[What to work on]: Restate all of the data precisely, omitting nothing.

[Given records]:
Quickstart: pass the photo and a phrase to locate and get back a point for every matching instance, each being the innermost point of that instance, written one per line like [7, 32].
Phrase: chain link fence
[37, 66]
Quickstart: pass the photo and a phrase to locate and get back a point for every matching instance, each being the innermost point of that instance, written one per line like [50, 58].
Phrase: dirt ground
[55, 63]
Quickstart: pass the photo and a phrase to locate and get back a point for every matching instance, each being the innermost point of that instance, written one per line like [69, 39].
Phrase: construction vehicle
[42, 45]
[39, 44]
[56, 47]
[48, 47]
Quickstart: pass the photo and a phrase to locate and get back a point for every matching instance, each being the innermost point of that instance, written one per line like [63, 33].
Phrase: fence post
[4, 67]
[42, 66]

[Solution]:
Quickstart: pass the photo and a phrase to locate and get back a point for every matching instance, each being the innermost point of that instance, written one per line like [7, 32].
Phrase: chain link fence
[37, 66]
Quickstart: pass the photo and a phrase to locate and get back a point for every matching instance, each being the innermost point of that instance, written one per line like [50, 58].
Phrase: dirt ground
[55, 63]
Quickstart: pass the photo and a phrase to locate and get back a point for every matching instance, each being the innermost point of that instance, written one per line like [69, 39].
Phrase: construction vehicle
[42, 45]
[39, 44]
[56, 47]
[48, 47]
Quickstart: pass the photo and a phrase to locate and get back a point for every matching instance, each being the innermost point of that instance, written one per line like [63, 33].
Phrase: fence post
[4, 67]
[42, 66]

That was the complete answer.